:: EXERCISE OBJECTIVE ::
Begin at the line that has "foam yoga block?" and stop after the line that has "[119,352,433,616]". Copy those lines of the records again with "concrete ledge" swapped for "stone ledge" and everything else left the same.
>> BEGIN MATERIAL FOR THE TASK
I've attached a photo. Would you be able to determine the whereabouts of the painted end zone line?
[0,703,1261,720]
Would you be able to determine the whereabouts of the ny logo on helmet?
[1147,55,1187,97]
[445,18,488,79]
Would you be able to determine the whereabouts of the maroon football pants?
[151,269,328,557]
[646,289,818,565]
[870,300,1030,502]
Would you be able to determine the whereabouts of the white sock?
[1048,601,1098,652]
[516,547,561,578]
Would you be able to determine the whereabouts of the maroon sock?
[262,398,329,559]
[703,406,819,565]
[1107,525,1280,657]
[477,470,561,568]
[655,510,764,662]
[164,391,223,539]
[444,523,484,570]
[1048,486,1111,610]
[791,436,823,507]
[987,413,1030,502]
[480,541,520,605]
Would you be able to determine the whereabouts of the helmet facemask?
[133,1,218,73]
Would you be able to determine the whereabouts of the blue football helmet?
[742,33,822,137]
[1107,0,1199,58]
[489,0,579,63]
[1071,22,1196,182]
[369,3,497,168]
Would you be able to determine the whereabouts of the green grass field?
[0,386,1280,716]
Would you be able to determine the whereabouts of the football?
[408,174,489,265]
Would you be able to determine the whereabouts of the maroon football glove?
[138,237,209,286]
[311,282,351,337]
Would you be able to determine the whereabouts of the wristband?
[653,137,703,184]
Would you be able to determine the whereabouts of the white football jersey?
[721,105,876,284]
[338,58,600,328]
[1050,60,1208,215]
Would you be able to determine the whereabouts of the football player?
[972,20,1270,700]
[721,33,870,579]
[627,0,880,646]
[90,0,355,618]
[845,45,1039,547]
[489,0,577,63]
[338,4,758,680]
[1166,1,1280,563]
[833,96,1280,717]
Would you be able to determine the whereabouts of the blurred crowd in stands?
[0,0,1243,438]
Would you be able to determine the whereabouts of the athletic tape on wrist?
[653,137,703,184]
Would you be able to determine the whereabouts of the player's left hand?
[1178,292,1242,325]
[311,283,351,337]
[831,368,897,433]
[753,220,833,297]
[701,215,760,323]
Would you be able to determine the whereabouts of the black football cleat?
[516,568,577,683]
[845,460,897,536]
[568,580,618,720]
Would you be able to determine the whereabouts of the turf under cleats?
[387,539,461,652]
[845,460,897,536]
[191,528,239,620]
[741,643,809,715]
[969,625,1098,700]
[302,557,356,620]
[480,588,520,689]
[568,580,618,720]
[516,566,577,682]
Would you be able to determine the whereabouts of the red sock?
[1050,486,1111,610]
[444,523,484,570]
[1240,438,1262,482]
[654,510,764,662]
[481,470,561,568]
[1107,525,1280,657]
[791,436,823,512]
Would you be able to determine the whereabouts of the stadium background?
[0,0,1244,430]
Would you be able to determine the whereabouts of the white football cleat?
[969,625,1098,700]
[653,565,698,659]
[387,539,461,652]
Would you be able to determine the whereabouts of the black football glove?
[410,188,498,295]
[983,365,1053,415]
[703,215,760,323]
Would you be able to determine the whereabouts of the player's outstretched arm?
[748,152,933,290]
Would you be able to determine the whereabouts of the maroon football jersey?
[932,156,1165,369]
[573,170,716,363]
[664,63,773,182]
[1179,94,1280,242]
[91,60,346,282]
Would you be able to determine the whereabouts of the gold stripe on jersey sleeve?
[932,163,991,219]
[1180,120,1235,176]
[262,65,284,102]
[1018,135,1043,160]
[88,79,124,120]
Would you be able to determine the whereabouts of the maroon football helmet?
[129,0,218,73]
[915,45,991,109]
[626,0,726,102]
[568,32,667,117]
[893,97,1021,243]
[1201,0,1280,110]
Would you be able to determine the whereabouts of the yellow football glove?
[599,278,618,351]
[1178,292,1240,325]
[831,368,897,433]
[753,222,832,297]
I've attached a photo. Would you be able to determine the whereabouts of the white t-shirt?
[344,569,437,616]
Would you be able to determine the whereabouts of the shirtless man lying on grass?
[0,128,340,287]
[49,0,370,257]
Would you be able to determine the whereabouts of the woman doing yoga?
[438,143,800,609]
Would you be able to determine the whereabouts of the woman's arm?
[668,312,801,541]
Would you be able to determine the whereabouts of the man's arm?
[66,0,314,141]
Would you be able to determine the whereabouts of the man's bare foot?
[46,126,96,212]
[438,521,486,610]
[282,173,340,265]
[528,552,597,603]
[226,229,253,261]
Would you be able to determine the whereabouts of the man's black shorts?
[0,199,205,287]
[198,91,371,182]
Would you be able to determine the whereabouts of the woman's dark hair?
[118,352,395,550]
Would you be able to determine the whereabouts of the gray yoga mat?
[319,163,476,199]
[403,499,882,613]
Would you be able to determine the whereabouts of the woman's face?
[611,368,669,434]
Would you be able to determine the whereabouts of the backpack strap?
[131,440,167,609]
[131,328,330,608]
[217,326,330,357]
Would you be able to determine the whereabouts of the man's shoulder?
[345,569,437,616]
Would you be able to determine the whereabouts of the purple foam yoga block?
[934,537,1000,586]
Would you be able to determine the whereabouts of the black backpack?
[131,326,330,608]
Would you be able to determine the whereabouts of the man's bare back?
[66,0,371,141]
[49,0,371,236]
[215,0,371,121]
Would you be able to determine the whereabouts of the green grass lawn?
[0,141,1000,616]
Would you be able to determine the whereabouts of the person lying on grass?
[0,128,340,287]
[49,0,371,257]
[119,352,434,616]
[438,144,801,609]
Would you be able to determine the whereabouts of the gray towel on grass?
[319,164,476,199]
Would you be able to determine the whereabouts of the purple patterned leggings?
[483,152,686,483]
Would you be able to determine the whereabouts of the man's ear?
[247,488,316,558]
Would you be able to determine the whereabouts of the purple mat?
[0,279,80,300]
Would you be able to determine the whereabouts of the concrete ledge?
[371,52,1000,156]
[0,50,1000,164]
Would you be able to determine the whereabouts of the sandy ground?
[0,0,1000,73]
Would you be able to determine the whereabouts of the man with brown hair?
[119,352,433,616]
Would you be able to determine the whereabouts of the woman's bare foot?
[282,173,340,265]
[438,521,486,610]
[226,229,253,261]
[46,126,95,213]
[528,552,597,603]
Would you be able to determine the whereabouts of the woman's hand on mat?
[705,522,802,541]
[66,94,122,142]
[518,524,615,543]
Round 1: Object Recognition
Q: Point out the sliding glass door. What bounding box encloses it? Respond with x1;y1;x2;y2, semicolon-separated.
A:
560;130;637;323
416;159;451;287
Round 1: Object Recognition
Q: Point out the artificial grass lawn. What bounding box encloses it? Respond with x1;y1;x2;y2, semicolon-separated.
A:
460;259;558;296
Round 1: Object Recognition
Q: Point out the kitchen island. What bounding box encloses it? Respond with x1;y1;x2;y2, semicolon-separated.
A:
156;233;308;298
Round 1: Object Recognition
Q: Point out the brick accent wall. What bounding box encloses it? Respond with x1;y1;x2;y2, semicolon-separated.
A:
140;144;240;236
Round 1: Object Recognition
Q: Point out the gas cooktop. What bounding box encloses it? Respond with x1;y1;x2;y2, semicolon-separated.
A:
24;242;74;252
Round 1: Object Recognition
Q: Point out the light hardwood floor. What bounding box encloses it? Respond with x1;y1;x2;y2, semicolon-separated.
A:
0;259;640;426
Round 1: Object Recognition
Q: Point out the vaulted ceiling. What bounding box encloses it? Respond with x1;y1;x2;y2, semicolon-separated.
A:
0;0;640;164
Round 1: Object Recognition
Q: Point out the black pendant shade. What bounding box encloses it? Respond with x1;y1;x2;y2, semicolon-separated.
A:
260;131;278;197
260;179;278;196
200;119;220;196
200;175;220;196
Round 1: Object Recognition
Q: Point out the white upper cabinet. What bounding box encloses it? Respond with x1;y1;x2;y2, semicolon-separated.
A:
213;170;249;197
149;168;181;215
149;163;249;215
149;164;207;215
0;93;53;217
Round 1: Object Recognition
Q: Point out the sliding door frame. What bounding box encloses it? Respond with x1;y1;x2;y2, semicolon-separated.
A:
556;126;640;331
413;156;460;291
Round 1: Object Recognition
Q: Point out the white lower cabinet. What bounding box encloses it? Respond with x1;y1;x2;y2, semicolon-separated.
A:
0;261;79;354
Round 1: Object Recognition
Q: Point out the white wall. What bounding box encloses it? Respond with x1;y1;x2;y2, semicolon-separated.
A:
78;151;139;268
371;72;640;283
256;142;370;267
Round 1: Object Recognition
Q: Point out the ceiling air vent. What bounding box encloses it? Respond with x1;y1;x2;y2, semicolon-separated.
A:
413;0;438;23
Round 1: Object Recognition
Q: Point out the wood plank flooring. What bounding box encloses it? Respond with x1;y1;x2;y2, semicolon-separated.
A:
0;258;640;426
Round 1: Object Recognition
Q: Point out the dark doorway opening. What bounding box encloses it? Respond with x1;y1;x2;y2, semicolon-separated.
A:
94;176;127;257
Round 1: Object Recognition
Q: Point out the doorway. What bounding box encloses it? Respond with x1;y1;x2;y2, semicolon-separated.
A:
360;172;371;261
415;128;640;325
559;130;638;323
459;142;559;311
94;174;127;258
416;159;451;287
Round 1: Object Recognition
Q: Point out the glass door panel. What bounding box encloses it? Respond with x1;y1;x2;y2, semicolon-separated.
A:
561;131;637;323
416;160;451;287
>> END MATERIAL FOR THE TASK
:: EXERCISE RESPONSE ::
Would you be able to determine the whereabouts of the purple foam yoga block?
[934,537,1000,586]
Would you be able to determine the whereabouts of the black backpack?
[131,326,330,608]
Would you be able to determine the whereabouts of the man's bare back?
[66,0,371,141]
[49,0,371,236]
[215,0,371,121]
Would you be able to determine the whereabouts of the green grass lawn?
[0,141,1000,616]
Would you be able to determine the whereabouts of the person lying on grass?
[0,128,340,287]
[49,0,371,257]
[119,352,434,616]
[438,144,801,609]
Would you be able to determine the whereabouts of the gray towel on grass?
[319,164,476,199]
Would you be able to determine the whereabouts of the purple patterned leggings?
[483,152,686,483]
Would you be able to determine the whereabouts of the man's ear?
[247,488,316,558]
Would you be able to determine the whereabouts of the purple mat?
[0,279,80,300]
Would you be able to determine the whereabouts of the stone ledge?
[371,52,1000,156]
[0,50,1000,164]
Would you be able to determine the whereabouts of the sandy ground?
[0,0,1000,73]
Would you be able to determine the whereabouts of the man with brown hair?
[119,352,433,616]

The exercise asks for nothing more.